COMPITI DELL'ESERCIZIO:
[1] Elenca tutte le persone chiamate per nome nel brano sul nuovo Codice della strada e i ristoratori romani.
[2] Riprendi il brano sul nuovo Codice della strada e i ristoratori romani e continualo dopo l'ultima frase.

BRANO DI TESTO:
Oggi il suo spauracchio e quello dei commercianti del settore food – almeno di quelli romani – è il nuovo Codice della strada firmato Matteo Salvini: più controlli e multe più salate per i trasgressori.
“Le persone sono state terrorizzate”, racconta Muzi, con rigorosa parlata romanesca, dalla sua postazione alla cassa mentre i camerieri accompagnano le tradizionali sottilissime pizze margherita quasi solo con acqua minerale e Coca cola. “Hanno detto alle persone – continua – che se magnano un Mon Chéri je ritirano la patente. Ormai non vendo più neanche le birre piccole: non c’è la stessa spensieratezza di prima”.
Che non vi sia una comunicazione corretta attorno alla riforma del Codice della strada lo sostiene anche Roberta Pepi, titolare del ristorante Da Robertino nel Rione Monti e tra le voci principali dell’associazione di ristoratori “Roma Più Bella”. “L’unica stretta che c’è stata è quella delle sanzioni – spiega – Ma la percezione delle persone ora è diversa”. Pepi per ora non ha avuto grossi contraccolpi sugli incassi, perché il quadrante è stato più frequentato dai turisti e comunque “è presto per tirare le somme”.

Dati di localizzazione di oggetti in linguaggio naturale:

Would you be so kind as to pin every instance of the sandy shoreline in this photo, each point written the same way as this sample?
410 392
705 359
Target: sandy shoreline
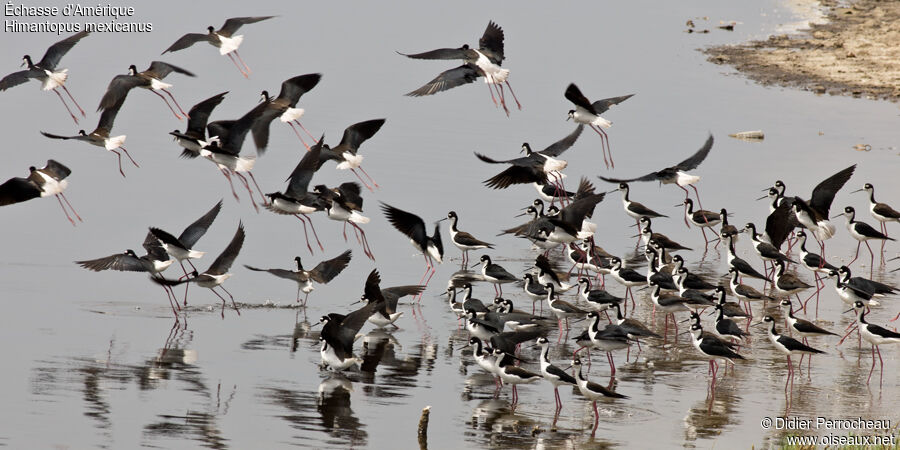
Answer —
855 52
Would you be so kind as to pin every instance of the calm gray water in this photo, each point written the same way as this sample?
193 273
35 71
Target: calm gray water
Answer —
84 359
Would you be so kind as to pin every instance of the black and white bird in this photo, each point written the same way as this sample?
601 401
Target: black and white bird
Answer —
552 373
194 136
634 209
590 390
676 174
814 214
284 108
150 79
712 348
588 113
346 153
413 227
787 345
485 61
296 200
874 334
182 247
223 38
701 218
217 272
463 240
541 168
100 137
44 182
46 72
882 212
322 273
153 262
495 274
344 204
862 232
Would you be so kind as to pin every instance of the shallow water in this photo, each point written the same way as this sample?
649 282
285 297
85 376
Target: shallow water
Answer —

RISPOSTE PER COMPITO:
[1] Matteo Salvini, Muzi, Roberta Pepi

[2]
Però il rischio per il settore, a suo dire, è alto: “La politica ha eletto l’enogastronomia a nemico della sicurezza quando il problema vero è l’utilizzo del telefonino”. Poi racconta un particolare di non poco conto: “Dal 14 dicembre (giorno dell’entrata in vigore del nuovo Codice della strada, ndr) sono stata subissata di visite di rappresentanti di vini dealcolizzati. Ma già questa definizione è impropria: quello non è un ‘vino’, non si può definire tale. È semmai una bevanda analcolica. Un altro prodotto. Il rischio è di distruggere un settore”.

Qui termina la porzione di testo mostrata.